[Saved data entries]
(begin)

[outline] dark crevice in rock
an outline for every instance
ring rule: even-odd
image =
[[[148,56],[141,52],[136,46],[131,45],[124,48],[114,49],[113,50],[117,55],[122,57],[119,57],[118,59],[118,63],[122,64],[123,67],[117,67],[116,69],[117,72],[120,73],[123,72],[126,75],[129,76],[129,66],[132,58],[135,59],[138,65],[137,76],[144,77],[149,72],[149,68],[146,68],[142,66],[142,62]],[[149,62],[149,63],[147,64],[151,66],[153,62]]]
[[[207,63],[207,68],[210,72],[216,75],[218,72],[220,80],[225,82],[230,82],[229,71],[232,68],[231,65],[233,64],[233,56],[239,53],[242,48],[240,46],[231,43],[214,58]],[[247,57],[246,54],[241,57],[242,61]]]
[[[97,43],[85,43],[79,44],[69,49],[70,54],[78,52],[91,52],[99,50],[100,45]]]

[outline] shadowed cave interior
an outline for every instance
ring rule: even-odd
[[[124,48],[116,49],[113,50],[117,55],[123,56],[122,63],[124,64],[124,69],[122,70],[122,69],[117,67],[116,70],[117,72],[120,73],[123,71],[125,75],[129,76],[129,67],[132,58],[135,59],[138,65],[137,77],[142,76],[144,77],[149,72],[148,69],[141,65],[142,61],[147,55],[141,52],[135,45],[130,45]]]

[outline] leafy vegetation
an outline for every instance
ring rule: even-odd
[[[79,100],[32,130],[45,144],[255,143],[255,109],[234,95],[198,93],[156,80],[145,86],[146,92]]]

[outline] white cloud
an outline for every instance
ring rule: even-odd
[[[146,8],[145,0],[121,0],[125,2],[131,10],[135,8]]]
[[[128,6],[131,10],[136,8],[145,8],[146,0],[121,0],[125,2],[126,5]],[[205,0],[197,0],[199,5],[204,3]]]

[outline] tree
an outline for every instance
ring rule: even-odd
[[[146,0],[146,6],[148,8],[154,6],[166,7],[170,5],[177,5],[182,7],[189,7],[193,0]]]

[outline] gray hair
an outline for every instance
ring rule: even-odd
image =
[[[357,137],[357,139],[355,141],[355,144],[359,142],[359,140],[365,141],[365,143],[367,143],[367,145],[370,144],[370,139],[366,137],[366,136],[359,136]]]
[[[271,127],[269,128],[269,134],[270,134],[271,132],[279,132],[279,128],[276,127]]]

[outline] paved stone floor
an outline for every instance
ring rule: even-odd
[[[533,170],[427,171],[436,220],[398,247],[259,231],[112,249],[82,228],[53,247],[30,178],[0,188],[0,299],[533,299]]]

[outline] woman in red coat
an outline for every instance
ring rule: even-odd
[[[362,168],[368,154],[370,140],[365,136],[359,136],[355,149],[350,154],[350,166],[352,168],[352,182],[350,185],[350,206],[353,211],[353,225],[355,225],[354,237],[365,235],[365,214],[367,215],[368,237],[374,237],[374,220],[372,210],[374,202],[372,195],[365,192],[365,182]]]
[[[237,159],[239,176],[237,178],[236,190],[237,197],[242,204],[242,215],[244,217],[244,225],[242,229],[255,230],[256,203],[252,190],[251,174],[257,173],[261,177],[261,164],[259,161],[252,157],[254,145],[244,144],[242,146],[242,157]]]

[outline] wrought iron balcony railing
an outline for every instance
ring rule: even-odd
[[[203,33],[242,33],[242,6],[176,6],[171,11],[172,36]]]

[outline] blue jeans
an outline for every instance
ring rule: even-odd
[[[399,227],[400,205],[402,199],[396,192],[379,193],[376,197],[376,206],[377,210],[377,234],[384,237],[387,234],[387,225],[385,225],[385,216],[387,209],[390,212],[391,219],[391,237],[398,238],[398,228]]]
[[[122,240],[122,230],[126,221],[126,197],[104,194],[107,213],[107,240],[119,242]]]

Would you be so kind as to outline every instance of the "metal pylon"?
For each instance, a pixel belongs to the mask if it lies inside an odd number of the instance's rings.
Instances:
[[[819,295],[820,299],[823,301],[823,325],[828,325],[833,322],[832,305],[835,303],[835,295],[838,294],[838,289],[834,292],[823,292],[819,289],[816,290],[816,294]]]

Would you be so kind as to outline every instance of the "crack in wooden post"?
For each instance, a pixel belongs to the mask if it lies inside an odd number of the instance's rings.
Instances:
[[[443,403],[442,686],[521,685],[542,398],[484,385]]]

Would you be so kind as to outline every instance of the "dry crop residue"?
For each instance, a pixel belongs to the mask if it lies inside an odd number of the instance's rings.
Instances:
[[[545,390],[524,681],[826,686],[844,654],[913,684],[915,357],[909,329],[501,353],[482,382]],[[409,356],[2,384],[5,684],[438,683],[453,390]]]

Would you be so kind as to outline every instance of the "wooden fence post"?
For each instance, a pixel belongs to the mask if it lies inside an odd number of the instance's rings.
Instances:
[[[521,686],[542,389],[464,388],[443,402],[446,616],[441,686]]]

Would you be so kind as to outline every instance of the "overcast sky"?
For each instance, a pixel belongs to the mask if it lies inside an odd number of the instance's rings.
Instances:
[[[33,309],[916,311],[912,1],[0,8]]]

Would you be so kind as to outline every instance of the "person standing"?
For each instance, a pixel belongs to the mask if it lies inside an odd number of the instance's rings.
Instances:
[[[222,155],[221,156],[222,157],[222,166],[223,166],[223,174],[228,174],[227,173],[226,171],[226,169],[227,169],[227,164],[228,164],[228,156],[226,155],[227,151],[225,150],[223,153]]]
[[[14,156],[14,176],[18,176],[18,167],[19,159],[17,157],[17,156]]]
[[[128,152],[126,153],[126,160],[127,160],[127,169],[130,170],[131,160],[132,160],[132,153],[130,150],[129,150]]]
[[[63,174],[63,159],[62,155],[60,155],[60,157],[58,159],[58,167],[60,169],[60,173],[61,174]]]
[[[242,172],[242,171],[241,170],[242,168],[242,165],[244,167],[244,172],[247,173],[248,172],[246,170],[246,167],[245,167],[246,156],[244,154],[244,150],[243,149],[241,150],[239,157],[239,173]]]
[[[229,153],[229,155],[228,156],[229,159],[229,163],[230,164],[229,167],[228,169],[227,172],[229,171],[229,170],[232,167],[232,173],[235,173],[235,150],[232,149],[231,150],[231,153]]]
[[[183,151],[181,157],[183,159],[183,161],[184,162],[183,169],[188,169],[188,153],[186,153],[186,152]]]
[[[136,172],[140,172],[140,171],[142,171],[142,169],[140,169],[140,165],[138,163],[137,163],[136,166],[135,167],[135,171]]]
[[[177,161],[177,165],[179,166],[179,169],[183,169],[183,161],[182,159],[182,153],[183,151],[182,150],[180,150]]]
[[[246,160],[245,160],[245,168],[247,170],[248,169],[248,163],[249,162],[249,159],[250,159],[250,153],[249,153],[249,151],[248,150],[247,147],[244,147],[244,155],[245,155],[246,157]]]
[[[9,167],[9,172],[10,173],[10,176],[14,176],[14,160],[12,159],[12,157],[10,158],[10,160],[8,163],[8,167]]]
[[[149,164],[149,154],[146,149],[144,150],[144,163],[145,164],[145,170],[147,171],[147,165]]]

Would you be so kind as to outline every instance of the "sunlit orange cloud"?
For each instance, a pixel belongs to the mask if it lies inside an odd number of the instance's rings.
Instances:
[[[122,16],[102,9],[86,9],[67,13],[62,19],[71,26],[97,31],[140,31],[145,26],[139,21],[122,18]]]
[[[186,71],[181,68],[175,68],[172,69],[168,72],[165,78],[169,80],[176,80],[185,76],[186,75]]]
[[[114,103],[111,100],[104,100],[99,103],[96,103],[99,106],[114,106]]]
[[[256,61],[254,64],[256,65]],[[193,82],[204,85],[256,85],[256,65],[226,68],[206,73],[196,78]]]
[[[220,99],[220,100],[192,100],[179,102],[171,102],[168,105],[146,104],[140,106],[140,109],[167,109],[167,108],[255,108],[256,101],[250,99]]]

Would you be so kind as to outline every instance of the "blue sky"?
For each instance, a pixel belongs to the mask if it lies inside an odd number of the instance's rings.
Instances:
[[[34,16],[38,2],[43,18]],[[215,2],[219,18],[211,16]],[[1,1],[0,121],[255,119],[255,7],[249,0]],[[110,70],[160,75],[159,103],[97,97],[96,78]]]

(end)

Task brief: In the listing above, can you write out every line, unchanged, from the line with "[outline] woman in red coat" up to and including the line with "[[[521,686],[542,389],[464,388],[443,402],[446,616],[441,686]]]"?

Written answer:
[outline] woman in red coat
an outline for every instance
ring rule: even-odd
[[[362,168],[368,154],[370,140],[365,136],[359,136],[355,149],[350,154],[350,166],[352,168],[352,182],[350,185],[350,206],[353,211],[353,225],[355,225],[354,237],[365,235],[365,214],[367,215],[368,237],[374,237],[374,220],[372,210],[374,202],[372,195],[365,192],[365,182]]]
[[[237,159],[239,176],[237,178],[236,190],[237,197],[242,204],[242,215],[244,217],[244,225],[242,229],[255,230],[256,203],[252,190],[251,174],[257,173],[261,177],[261,164],[259,161],[252,157],[254,145],[244,144],[242,146],[242,157]]]

[outline] wrought iron balcony railing
an outline for every instance
ring rule: even-odd
[[[203,33],[242,33],[242,6],[176,6],[171,11],[172,36]]]

[outline] blue jeans
an outline for every instance
ring rule: even-odd
[[[399,227],[400,205],[402,199],[396,192],[379,193],[376,197],[376,206],[377,210],[377,234],[384,237],[387,234],[387,225],[385,225],[385,216],[387,209],[390,212],[391,219],[391,237],[398,238],[398,228]]]
[[[122,240],[122,230],[126,221],[126,197],[104,194],[107,213],[107,240],[119,242]]]

Would you be so kind as to outline every instance of the "metal pylon"?
For each instance, a pixel belongs to the mask if it lies inside an odd number of the instance's rings.
Instances:
[[[819,295],[820,299],[823,301],[823,325],[828,325],[833,322],[832,305],[835,303],[835,295],[838,294],[838,289],[834,292],[823,292],[819,289],[816,290],[816,294]]]

Would you be so kind as to outline every instance of the "crack in wooden post"?
For each instance, a pixel belongs to the mask if it lies inside an odd number of the instance's rings.
Instances:
[[[443,403],[442,686],[521,685],[542,398],[484,385]]]

Would you be so kind as to outline every instance of the "dry crop residue"?
For each instance, a pixel belongs to the mask if it lies inside an odd number of the instance's rings.
Instances:
[[[545,390],[524,681],[826,686],[844,654],[913,684],[915,357],[909,329],[501,353],[482,382]],[[409,356],[2,384],[5,684],[438,683],[453,390]]]

Would you be so kind as to outline every instance of the "wooden fence post"?
For each instance, a pixel belongs to the mask if it lies inside an odd number of the instance's rings.
Instances:
[[[521,686],[542,389],[464,388],[443,402],[446,616],[441,686]]]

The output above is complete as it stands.